**THE REQUEST:**
Can you quote exactly the stretch of lines from the one with "the yellow shape" through the final line of the material, both ends included?

**SUPPLIED MATERIAL:**

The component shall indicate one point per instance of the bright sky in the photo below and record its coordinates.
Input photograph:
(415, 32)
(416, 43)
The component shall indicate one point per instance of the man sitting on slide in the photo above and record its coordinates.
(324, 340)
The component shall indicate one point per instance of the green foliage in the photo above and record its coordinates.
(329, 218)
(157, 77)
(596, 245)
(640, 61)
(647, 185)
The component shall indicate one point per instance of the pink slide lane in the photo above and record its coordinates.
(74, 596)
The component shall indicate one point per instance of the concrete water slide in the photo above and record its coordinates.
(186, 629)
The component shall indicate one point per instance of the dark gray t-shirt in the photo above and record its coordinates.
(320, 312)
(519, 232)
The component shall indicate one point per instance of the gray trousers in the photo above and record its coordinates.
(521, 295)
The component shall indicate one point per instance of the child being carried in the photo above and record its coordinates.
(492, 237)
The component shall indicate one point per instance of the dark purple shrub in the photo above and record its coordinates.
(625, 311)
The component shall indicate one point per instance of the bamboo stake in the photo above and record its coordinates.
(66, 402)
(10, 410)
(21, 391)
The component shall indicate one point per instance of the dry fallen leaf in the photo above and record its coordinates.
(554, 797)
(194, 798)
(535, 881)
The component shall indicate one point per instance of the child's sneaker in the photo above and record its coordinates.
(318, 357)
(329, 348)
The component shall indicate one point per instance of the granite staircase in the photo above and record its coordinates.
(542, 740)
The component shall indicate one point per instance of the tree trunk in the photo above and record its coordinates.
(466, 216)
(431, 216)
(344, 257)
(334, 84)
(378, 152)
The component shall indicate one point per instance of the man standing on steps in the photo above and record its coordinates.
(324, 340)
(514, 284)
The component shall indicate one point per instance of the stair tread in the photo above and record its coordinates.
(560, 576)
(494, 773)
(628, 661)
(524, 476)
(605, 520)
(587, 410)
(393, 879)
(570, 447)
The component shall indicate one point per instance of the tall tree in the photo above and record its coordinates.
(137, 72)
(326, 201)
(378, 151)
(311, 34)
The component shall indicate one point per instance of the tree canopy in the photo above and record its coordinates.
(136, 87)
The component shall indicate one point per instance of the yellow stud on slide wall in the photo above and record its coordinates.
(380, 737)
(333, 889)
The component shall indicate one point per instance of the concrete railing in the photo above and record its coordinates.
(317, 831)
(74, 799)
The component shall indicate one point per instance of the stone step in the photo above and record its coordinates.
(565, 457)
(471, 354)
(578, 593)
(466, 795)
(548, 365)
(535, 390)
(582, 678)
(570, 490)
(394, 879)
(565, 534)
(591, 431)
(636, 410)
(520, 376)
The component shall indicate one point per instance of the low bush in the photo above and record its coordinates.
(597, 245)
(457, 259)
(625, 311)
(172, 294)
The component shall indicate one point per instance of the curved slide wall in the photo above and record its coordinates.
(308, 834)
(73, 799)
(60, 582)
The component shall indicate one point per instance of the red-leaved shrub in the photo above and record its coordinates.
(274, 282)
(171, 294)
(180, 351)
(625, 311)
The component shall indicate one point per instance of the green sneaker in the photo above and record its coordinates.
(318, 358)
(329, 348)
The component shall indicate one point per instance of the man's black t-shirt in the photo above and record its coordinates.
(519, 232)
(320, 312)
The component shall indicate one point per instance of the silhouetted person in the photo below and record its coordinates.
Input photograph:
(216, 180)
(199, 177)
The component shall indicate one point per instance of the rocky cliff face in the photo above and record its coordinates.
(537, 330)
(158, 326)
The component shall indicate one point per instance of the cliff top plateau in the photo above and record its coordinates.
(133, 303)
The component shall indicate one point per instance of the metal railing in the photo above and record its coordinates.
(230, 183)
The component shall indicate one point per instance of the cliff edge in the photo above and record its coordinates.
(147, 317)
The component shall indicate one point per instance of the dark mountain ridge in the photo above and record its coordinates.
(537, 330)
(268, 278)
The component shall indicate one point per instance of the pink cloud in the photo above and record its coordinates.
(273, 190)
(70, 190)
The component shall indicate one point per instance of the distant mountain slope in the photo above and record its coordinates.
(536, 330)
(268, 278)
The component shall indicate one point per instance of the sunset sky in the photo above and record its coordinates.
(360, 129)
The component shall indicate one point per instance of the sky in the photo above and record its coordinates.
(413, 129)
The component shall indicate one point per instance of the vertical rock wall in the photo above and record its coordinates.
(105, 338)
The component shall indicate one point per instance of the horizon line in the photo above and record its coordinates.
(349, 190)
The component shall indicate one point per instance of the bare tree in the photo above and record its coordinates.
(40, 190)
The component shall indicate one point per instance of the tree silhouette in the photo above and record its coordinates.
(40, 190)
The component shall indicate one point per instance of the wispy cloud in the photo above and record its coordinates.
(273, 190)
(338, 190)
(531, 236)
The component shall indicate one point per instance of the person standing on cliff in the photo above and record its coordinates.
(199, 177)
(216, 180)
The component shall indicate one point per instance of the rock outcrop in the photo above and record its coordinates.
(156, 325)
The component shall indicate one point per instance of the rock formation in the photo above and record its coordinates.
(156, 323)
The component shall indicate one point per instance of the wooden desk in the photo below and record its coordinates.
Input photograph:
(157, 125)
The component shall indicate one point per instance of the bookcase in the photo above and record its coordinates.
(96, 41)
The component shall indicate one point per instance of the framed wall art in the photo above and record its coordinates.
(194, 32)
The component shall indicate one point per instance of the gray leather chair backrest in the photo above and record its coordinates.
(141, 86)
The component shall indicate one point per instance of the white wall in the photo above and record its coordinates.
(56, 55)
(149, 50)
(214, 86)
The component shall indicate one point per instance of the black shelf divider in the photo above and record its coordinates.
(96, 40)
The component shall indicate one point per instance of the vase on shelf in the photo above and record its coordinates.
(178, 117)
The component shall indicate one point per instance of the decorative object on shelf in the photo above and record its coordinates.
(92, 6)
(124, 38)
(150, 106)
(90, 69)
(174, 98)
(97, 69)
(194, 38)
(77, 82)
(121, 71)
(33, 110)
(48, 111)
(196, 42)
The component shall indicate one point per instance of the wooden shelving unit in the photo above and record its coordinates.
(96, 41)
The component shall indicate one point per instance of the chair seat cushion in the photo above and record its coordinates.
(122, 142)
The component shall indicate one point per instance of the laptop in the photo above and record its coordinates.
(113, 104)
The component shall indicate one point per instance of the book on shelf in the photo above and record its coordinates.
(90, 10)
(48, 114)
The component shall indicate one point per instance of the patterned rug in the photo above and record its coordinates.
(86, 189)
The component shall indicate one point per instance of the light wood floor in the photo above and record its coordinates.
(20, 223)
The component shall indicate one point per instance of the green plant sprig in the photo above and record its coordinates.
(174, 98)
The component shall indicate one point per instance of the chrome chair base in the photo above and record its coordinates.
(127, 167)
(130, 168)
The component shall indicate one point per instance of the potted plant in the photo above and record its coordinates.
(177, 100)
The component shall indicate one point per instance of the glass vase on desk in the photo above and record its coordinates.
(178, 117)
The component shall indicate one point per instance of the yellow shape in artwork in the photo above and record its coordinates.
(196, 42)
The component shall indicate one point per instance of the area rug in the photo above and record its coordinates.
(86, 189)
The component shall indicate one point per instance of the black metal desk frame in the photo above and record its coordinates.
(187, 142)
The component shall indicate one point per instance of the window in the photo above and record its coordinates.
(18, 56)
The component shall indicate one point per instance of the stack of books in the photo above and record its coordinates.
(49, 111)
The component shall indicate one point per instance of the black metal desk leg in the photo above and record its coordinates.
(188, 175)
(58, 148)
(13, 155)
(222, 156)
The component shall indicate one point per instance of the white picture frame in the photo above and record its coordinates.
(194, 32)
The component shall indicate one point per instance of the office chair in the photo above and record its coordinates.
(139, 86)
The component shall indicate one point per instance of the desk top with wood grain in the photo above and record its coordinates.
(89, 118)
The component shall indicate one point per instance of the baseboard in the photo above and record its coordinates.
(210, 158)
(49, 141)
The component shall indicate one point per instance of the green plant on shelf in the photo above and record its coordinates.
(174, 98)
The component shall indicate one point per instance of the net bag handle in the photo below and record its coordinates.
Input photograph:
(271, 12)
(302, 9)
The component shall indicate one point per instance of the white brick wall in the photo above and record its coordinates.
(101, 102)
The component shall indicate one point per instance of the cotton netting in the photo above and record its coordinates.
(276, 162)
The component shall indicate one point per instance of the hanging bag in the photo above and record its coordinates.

**SOLUTION FOR THIS PROBLEM:**
The component shall indicate one point per instance of the yellow shape in artwork in the photo above and record its coordinates.
(196, 42)
The component shall indicate one point per instance of the area rug in the photo above and record its coordinates.
(86, 189)
The component shall indicate one point per instance of the black metal desk frame in the photo above and record its coordinates.
(187, 142)
The component shall indicate one point per instance of the window in the photo above and record its coordinates.
(18, 56)
The component shall indicate one point per instance of the stack of books in the photo above and record its coordinates.
(49, 111)
The component shall indicate one point per instance of the black metal desk leg in the photo above and record its coordinates.
(188, 175)
(58, 148)
(13, 155)
(222, 156)
The component shall indicate one point per instance of the white picture frame in the photo above and record its coordinates.
(194, 32)
The component shall indicate one point per instance of the office chair in the photo above and record its coordinates.
(139, 86)
The component shall indicate one point per instance of the desk top with wood grain in the photo above and record its coordinates.
(89, 118)
The component shall indicate one point per instance of the baseboard in the photo above and record its coordinates.
(210, 158)
(49, 141)
The component shall indicate one point per instance of the green plant on shelf in the photo above and record its coordinates.
(174, 98)
The component shall indicate one point per instance of the net bag handle in the photo below and record its coordinates.
Input photograph:
(271, 12)
(302, 9)
The component shall indicate one point per instance of the white brick wall in the photo above and record its coordinates.
(101, 102)
The component shall indicate one point per instance of the cotton netting in the photo above and record its coordinates.
(276, 162)
The component shall indicate one point per instance of the hanging bag in the photo above and record its coordinates.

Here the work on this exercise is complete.